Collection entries
+++

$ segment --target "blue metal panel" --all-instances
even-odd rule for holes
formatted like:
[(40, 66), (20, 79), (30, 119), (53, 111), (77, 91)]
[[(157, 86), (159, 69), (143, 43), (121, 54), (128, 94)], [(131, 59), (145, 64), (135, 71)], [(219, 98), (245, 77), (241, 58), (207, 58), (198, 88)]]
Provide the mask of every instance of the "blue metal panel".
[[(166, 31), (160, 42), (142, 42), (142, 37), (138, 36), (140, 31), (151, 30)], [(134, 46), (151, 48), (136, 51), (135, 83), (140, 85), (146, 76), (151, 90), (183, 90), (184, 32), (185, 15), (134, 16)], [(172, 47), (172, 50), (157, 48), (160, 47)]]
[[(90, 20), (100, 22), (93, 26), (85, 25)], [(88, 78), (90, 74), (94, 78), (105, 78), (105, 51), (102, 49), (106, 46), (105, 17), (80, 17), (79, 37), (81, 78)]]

+++

EXERCISE ▸
Please write out each of the rows above again, with every line reproduced character for character.

ANSWER TO THE PROBLEM ▸
$ segment --target "blue metal panel" --all-instances
even-odd rule for holes
formatted like:
[(40, 66), (20, 79), (30, 119), (53, 111), (77, 91)]
[[(157, 86), (159, 69), (143, 43), (121, 54), (128, 94)], [(131, 59), (145, 64), (135, 71)], [(219, 98), (245, 77), (241, 58), (207, 58), (198, 88)]]
Provide the mask of every instance of the "blue metal panel".
[[(166, 31), (160, 42), (142, 42), (142, 37), (138, 36), (140, 31), (151, 30)], [(134, 46), (151, 48), (136, 51), (135, 83), (140, 85), (146, 76), (151, 90), (183, 90), (184, 32), (185, 15), (134, 16)], [(172, 47), (172, 50), (157, 48), (160, 47)]]
[[(90, 20), (100, 22), (93, 26), (85, 25)], [(88, 78), (90, 74), (94, 78), (105, 78), (105, 51), (102, 49), (106, 46), (105, 17), (80, 17), (79, 37), (81, 78)]]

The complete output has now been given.